SHORT TASK A:
Duplicate the stretch of the album article from "Iguana Studios Rehearsal Tape is" through "September 27, 2019.".

-- Start of DOCUMENT SECTION --

Demo album by Dead Kennedys
- Released: September 27, 2019
- Recorded: 1978
- Studio: Iguana Studios
- Genre: punk rock
- Length: 37:28
- Language: English
- Label: Manifesto
- Producer: Dan Perloff
- Compiler: East Bay Ray

Dead Kennedys chronology
| Original Singles Collection (2014) | Iguana Studios Rehearsal Tape (2019) | DK 40 (2019) |

= Iguana Studios Rehearsal Tape =

Iguana Studios Rehearsal Tape is a demo tape recorded by the San Francisco hardcore punk band Dead Kennedys, recorded at former studio Iguana Studios in San Francisco, California in 1978. This demo tape compiles the demos the band recorded while they were a five-piece. A few of these songs would go on to be re-recorded and released on Fresh Fruit for Rotting Vegetables, In God We Trust, Inc., and Give Me Convenience or Give Me Death. It would be around 40 years after it was recorded until it would officially be released on September 27, 2019.

== Track listing ==

| No. | Title | Writer(s) | Length |
|---|---|---|---|
| 1. | "The Man With the Dogs" (Demo) |  | 3:19 |
| 2. | "Kepone Kids" (Demo) |  | 2:11 |
| 3. | "Forward to Death" (Demo) | 6025 | 1:40 |
| 4. | "Kill the Poor" (Demo) | Biafra, East Bay Ray | 3:27 |
| 5. | "Your Emotions" (Demo) | Ray | 1:48 |
| 6. | "Dreadlock of the Suburbs" (Demo) |  | 3:02 |
| 7. | "I Kill Children" (Demo) |  | 2:18 |
| 8. | "Cold Fish" (Demo) |  | 2:50 |
| 9. | "Holiday in Cambodia" (Demo) | Dead Kennedys | 4:31 |
| 10. | "Kidnap" (Demo) |  | 1:24 |
| 11. | "Mutations of Today" (Demo) |  | 5:04 |
| 12. | "Rawhide" (Demo) | Dimitri Tiomkin, Ned Washington | 2:07 |
| 13. | "California Über Alles" (Demo) | Biafra, John Greenway | 3:47 |
| Total length: |  |  | 37:28 |

=== Notes ===
- Tracks 1, 9, and 13 were re-recorded and released as singles.

-- End of DOCUMENT SECTION --
-- Start of DATA FOR THIS EXERCISE --

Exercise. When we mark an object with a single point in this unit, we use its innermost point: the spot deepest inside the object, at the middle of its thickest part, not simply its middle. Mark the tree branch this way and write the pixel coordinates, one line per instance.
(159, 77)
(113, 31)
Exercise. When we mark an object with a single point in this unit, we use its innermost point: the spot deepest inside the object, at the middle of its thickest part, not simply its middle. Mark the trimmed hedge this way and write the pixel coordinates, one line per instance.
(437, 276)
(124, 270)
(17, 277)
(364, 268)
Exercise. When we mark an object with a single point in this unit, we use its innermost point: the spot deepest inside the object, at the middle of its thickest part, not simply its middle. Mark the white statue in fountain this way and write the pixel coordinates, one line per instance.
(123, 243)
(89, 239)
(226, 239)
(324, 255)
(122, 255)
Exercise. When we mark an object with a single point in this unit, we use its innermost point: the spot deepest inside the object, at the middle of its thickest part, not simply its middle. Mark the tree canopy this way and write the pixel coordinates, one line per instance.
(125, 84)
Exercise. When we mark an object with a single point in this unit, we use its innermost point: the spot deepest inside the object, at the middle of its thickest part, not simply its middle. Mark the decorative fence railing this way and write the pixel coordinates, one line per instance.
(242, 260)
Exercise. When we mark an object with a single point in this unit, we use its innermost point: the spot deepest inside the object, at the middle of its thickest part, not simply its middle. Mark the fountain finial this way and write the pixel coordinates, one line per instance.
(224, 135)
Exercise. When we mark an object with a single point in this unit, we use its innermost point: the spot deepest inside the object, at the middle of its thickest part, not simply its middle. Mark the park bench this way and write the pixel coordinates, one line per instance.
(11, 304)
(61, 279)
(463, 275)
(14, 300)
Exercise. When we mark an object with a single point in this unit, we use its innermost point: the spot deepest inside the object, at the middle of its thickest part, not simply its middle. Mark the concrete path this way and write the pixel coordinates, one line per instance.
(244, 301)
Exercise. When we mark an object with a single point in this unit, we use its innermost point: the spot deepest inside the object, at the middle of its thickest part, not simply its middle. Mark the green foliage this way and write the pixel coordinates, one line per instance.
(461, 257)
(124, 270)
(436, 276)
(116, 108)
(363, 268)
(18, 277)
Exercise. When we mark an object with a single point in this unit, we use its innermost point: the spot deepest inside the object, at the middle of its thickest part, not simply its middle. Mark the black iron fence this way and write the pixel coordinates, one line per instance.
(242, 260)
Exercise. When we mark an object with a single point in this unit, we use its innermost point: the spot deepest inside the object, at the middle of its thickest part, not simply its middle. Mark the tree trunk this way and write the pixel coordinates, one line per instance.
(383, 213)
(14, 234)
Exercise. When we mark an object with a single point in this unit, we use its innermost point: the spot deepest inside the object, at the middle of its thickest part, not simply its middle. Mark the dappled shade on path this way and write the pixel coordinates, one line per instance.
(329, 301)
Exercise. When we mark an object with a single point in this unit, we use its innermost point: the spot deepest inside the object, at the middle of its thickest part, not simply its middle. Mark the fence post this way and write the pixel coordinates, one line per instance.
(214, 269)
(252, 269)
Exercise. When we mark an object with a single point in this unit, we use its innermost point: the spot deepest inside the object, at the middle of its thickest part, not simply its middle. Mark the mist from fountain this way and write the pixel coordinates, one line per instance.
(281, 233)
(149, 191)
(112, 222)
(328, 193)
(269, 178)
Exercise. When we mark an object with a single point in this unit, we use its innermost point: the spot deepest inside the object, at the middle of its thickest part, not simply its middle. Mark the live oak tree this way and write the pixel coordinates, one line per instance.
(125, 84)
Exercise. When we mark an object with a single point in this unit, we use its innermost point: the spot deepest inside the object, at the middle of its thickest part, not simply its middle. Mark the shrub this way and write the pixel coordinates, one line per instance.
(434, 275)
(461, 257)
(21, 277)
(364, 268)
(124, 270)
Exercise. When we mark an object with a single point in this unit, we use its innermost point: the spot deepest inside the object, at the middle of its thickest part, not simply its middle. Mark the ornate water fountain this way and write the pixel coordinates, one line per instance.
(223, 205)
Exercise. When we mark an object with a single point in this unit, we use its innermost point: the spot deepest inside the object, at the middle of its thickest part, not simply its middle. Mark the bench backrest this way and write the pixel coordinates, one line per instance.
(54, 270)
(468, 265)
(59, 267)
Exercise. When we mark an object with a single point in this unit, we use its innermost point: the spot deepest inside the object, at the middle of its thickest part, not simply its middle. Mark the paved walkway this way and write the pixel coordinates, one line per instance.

-- End of DATA FOR THIS EXERCISE --

SHORT TASK B:
Set down the rows from the line containing "Mark the bench" through the last line of the rows, both ends included, without changing a word.

TASK OUTPUT A:
Iguana Studios Rehearsal Tape is a demo tape recorded by the San Francisco hardcore punk band Dead Kennedys, recorded at former studio Iguana Studios in San Francisco, California in 1978. This demo tape compiles the demos the band recorded while they were a five-piece. A few of these songs would go on to be re-recorded and released on Fresh Fruit for Rotting Vegetables, In God We Trust, Inc., and Give Me Convenience or Give Me Death. It would be around 40 years after it was recorded until it would officially be released on September 27, 2019.

TASK OUTPUT B:
Exercise. When we mark an object with a single point in this unit, we use its innermost point: the spot deepest inside the object, at the middle of its thickest part, not simply its middle. Mark the bench backrest this way and write the pixel coordinates, one line per instance.
(54, 270)
(468, 265)
(59, 267)
Exercise. When we mark an object with a single point in this unit, we use its innermost point: the spot deepest inside the object, at the middle of its thickest part, not simply its middle. Mark the paved walkway this way and write the pixel coordinates, one line per instance.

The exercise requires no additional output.